**Goal of the exercise**
Pick out each line below that contains the string "When", and copy those lines in full. Matching is case-sensitive.

**Provided records**
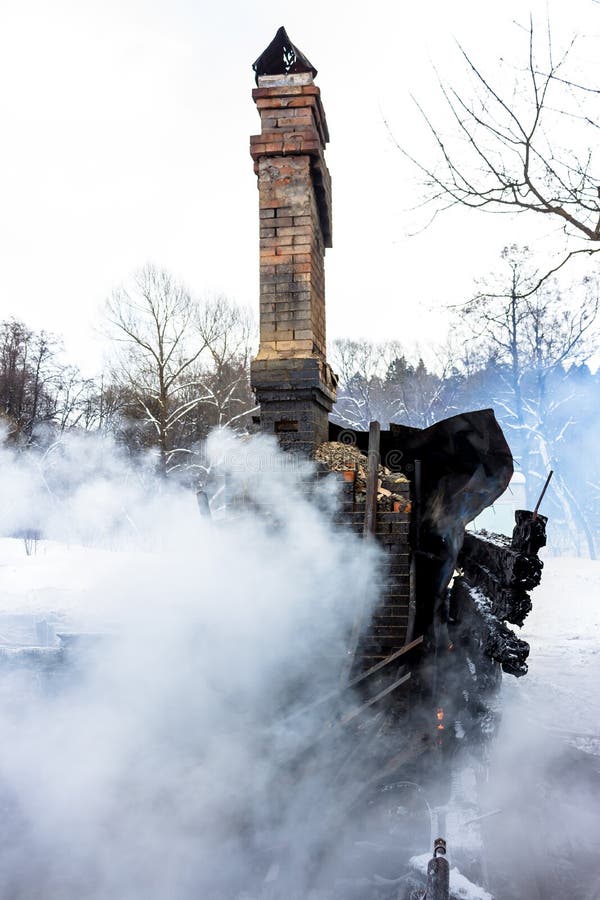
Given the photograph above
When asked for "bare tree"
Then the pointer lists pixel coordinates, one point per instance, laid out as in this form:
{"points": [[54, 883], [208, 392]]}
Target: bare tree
---
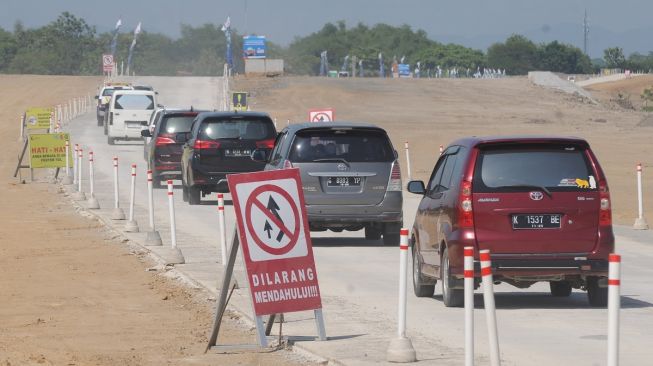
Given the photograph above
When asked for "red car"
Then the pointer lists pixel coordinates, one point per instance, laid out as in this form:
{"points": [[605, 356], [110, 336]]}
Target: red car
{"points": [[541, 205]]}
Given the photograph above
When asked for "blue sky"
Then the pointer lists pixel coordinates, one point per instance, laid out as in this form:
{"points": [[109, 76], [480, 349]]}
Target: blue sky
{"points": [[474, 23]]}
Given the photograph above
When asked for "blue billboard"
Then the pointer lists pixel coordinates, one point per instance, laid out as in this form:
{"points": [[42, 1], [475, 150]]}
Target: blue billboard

**Output**
When asked for "bare tree"
When asked for "red car"
When asked for "blue sky"
When asked for "blue billboard"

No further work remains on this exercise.